— TRECHO PARA LEITURA —
É natural que surja uma questão. Se a varíola do macaco, em princípio, não é grave, então por que os cientistas andam tão preocupados? Esse temor advém de duas questões. Primeira: por qual razão o vírus do macaco tem contaminado indivíduos que não estiveram no berço da doença, que é o continente africano? Segunda dúvida: por que o vírus está se alastrando com tanta velocidade? Até a quinta-feira 26, a OMS contabilizava cerca de duzentas pessoas, entre infectadas e observadas, em pelo menos vinte países. Parte da resposta a tudo isso veio na semana passada, embora não haja endosso nem consenso da comunidade científica. Segundo o consultor da OMS David Heymann, houve aglomerações, contato físico e relações sexuais entre pessoas contaminadas de diversas nacionalidades, em duas grandes raves, uma na Bélgica e outra na Espanha. Se Heymann teve ou não informação direta de gente que frequentou as festas, isso ele não esclareceu. A sua teoria precisa, no entanto, de ser vista com muita cautela para não gerar preconceitos como o do início da década de 1980 em relação ao HIV. Se o quesito saúde é o que está em pauta, não cabem moralismos nem julgamentos de valores.

— TAREFA A —
No trecho sobre a varíola do macaco, quais formas de contato entre pessoas contaminadas David Heymann diz ter havido nas duas raves? Liste todas.
— TAREFA B —
Escreva a continuação do trecho sobre a varíola do macaco, começando logo após a última frase apresentada.

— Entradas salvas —
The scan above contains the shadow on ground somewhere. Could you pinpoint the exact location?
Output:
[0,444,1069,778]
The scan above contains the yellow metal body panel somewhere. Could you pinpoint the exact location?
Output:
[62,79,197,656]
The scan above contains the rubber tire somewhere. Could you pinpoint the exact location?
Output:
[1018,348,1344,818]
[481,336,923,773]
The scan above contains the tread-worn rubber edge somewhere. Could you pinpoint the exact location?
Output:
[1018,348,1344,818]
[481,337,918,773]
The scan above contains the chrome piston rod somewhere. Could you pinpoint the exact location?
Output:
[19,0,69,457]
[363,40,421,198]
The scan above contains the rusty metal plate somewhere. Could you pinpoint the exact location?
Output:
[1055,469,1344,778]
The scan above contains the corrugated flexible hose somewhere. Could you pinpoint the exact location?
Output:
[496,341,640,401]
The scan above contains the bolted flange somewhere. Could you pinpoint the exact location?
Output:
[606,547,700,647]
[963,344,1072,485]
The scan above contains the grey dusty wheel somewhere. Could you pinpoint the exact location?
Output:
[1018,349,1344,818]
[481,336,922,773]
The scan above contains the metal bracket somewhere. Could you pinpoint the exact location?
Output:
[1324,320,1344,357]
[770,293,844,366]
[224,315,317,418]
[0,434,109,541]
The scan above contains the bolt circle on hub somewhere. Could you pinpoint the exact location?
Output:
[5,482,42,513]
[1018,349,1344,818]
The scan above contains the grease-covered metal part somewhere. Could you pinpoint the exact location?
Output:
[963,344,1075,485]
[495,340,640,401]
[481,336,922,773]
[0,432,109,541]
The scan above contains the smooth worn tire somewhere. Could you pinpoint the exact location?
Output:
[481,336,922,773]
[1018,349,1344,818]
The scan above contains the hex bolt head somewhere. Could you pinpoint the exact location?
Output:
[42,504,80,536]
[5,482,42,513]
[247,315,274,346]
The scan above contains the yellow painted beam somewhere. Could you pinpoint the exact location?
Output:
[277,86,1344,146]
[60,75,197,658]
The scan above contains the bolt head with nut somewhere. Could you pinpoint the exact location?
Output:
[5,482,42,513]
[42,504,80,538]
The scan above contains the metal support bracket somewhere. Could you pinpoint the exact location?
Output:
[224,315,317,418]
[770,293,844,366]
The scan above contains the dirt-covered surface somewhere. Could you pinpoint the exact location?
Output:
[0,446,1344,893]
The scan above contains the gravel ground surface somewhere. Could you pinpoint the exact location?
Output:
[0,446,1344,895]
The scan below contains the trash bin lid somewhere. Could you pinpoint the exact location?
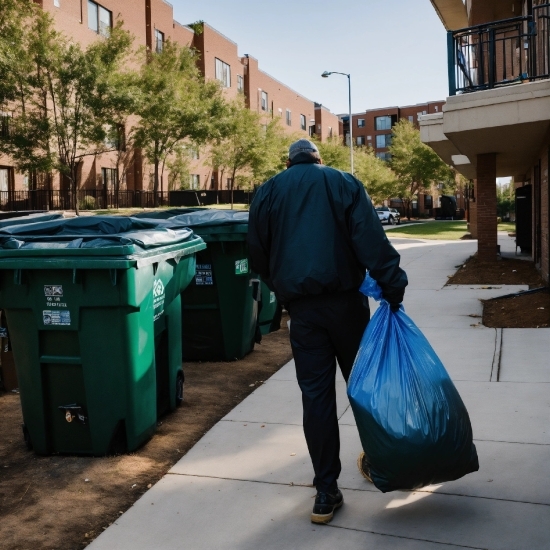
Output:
[0,216,206,269]
[0,213,63,228]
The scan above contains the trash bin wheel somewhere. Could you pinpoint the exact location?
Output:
[22,424,32,451]
[176,370,185,407]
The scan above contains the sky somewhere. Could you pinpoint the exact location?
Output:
[171,0,448,113]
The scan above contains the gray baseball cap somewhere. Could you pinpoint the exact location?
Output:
[288,139,319,160]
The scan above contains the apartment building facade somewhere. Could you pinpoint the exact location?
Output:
[340,101,465,216]
[0,0,339,208]
[420,0,550,281]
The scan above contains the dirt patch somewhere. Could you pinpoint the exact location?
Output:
[447,256,545,288]
[0,316,292,550]
[483,291,550,328]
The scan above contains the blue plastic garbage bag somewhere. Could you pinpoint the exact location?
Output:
[348,275,479,493]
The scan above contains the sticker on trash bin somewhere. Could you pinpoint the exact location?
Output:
[42,309,71,326]
[44,285,63,296]
[235,258,248,275]
[153,279,165,321]
[195,264,214,286]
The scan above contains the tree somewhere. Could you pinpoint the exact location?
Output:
[0,9,136,214]
[389,119,453,219]
[135,40,227,206]
[313,136,349,171]
[210,98,289,204]
[354,147,397,204]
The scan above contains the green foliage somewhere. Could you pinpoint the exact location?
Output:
[354,147,398,204]
[389,120,454,218]
[135,41,229,203]
[0,8,132,212]
[211,98,290,193]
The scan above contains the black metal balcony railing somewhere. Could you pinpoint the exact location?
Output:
[447,3,550,95]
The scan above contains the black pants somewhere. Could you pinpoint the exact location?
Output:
[288,291,370,492]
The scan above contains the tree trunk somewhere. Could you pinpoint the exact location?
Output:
[153,157,159,208]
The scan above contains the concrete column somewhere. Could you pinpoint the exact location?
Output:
[476,153,497,262]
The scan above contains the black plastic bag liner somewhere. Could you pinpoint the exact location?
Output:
[162,210,248,228]
[134,206,205,220]
[0,216,194,250]
[0,213,63,228]
[348,275,479,493]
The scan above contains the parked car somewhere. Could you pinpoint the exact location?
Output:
[376,206,401,225]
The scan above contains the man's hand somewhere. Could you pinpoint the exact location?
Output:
[382,288,405,313]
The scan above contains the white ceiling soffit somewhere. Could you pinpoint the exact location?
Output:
[430,0,468,31]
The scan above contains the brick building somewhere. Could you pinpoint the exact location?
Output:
[0,0,339,208]
[340,101,465,216]
[420,0,550,281]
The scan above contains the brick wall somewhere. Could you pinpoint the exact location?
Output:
[476,153,497,262]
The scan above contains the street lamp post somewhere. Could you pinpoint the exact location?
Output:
[321,71,353,175]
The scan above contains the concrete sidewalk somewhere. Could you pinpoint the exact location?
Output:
[90,239,550,550]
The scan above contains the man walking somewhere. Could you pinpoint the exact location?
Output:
[248,139,407,523]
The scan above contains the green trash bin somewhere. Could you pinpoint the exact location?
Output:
[0,216,205,455]
[137,209,261,361]
[258,281,282,336]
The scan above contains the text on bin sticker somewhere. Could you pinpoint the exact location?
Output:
[153,279,165,321]
[235,258,248,275]
[195,264,214,286]
[42,309,71,326]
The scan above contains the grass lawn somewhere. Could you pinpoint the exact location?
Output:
[388,221,468,241]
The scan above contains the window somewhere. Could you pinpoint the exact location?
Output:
[215,57,231,88]
[88,0,113,36]
[374,116,392,130]
[189,174,201,189]
[376,134,392,149]
[155,29,164,53]
[101,168,117,191]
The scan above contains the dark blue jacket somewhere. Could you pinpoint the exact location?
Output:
[248,155,407,303]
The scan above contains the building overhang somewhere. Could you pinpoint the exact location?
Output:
[420,80,550,178]
[430,0,468,31]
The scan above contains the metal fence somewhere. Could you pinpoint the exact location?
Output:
[448,4,550,95]
[0,189,253,212]
[0,189,169,211]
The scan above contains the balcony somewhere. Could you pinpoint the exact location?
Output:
[447,4,550,96]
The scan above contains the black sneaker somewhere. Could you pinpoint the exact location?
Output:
[357,452,372,483]
[311,489,344,523]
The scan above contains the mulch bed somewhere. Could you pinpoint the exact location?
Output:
[447,256,545,288]
[0,316,292,550]
[447,256,550,328]
[483,291,550,328]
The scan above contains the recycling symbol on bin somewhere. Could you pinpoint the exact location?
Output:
[153,279,164,298]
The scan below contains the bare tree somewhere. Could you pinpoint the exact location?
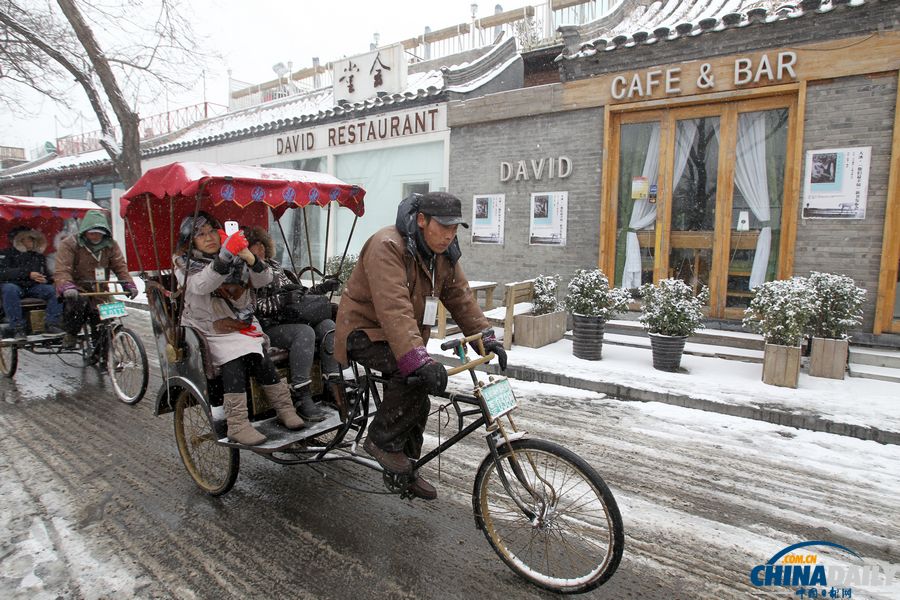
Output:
[0,0,206,186]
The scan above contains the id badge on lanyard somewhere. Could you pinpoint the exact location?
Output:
[422,259,438,327]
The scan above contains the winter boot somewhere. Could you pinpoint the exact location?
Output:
[291,381,328,423]
[223,393,266,446]
[262,379,306,430]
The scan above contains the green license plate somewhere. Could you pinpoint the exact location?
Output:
[480,377,518,421]
[99,302,125,319]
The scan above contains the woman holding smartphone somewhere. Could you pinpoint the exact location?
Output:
[172,212,304,446]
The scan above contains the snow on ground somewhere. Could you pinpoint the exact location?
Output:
[428,332,900,432]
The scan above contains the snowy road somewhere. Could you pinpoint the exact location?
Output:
[0,311,900,599]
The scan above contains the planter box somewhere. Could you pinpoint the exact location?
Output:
[809,337,850,379]
[513,311,566,348]
[763,344,801,388]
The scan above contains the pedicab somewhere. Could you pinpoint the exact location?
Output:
[122,163,624,593]
[0,196,150,404]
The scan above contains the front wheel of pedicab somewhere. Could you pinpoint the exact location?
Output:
[472,439,625,594]
[175,390,240,496]
[0,344,19,378]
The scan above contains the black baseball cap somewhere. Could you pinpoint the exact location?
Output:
[419,192,469,229]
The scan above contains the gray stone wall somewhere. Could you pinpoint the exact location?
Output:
[449,109,603,292]
[794,74,897,331]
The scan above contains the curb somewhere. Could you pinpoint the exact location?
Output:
[431,354,900,445]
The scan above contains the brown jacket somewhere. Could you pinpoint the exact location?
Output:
[53,234,134,293]
[334,225,488,365]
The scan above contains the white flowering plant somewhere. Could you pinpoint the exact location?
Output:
[744,277,817,346]
[531,275,562,315]
[563,269,631,321]
[638,278,709,336]
[807,271,866,340]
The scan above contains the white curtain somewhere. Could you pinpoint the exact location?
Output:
[734,112,772,290]
[621,120,697,289]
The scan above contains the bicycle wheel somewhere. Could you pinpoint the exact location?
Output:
[106,327,150,405]
[472,439,625,594]
[175,390,240,496]
[0,344,19,378]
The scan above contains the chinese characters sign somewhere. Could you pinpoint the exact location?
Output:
[472,194,506,245]
[528,192,569,246]
[803,146,872,219]
[334,44,406,105]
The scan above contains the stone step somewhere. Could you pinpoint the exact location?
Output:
[850,345,900,369]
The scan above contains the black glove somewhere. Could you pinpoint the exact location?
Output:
[483,336,506,371]
[311,277,341,294]
[415,360,447,394]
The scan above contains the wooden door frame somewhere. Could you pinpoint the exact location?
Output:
[598,87,800,318]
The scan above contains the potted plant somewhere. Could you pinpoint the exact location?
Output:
[744,277,816,388]
[808,271,866,379]
[513,275,566,348]
[638,279,709,371]
[564,269,631,360]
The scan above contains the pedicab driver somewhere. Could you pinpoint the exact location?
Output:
[334,192,506,500]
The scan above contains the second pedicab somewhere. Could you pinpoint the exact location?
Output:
[122,163,624,593]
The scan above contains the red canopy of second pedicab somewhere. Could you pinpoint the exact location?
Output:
[0,195,105,254]
[120,162,366,271]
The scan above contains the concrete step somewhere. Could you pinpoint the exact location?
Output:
[850,363,900,383]
[850,345,900,369]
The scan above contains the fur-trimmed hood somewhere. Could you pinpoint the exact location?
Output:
[9,228,47,254]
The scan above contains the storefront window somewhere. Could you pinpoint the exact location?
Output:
[614,122,659,288]
[669,117,719,302]
[726,109,788,308]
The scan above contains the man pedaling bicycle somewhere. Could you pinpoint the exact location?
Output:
[334,192,506,500]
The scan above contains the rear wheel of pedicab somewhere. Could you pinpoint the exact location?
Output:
[472,439,625,594]
[175,390,240,496]
[106,327,150,405]
[0,344,19,378]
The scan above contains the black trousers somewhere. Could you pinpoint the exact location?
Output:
[347,331,431,458]
[220,352,280,394]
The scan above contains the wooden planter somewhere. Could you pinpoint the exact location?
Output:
[513,311,566,348]
[809,337,850,379]
[763,344,801,388]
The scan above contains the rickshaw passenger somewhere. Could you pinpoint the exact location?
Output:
[173,212,305,446]
[0,227,63,340]
[247,227,340,421]
[335,192,506,500]
[53,210,138,345]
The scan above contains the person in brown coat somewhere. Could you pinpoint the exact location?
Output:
[334,192,506,500]
[53,210,138,358]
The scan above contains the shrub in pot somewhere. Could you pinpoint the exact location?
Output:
[744,277,816,387]
[513,275,566,348]
[564,269,631,360]
[808,271,866,379]
[638,278,709,371]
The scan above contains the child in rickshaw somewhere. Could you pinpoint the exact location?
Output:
[247,227,340,421]
[173,212,304,446]
[53,210,138,352]
[0,227,63,340]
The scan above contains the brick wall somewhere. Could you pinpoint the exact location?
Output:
[449,109,603,284]
[794,74,897,331]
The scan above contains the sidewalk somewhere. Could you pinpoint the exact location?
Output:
[428,339,900,444]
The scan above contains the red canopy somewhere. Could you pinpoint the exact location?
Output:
[0,195,105,253]
[120,163,366,271]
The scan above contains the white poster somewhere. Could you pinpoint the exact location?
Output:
[528,192,569,246]
[472,194,506,245]
[803,146,872,219]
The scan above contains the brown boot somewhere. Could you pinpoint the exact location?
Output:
[223,393,266,446]
[262,379,306,430]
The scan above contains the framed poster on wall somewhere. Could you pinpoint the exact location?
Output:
[472,194,506,245]
[803,146,872,219]
[528,192,569,246]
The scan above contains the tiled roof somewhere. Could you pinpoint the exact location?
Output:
[556,0,884,61]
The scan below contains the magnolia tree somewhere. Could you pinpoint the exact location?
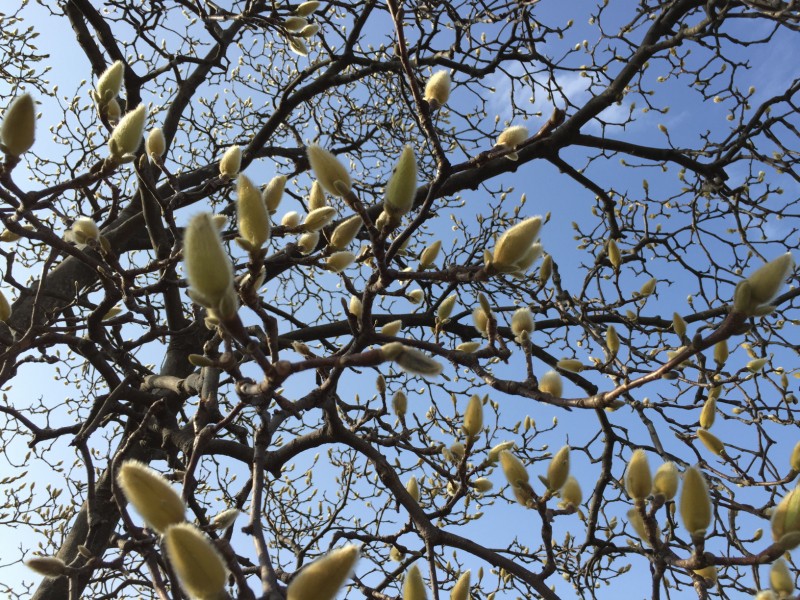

— RESPOSTA A —
Aglomerações
Contato físico
Relações sexuais

— RESPOSTA B —
Sabe-se que vírus passam por mutações e tornam-se mais contagiosos e letais. Os especialistas acompanham com especial atenção a República do Congo, uma vez que nos cinco primeiros meses de 2022 registraram-se dois mil setecentos e oitenta casos. Eles envolvem um subtipo exponencialmente mais virulento se cotejado com a variante que está circulando pelo mundo. As manifestações na pele, contudo, são as mesmas: reações alérgicas e uma infinidade de pústulas. Em visita ao Japão, o presidente dos EUA, Joe Biden, mostrou-se bastante alarmado com a contaminação que atingiu o seu país. “O impacto da varíola dos macacos pode ser bem preocupante se os casos continuarem se espalhando”, disse ele. Na avaliação da infectologista da Unicamp e consultora da Sociedade Brasileira de Infectologia Raquel Stucchi, “não podemos descartar a possibilidade de o vírus já ter sofrido mutação e de ser ela a responsável pelo surto atual”.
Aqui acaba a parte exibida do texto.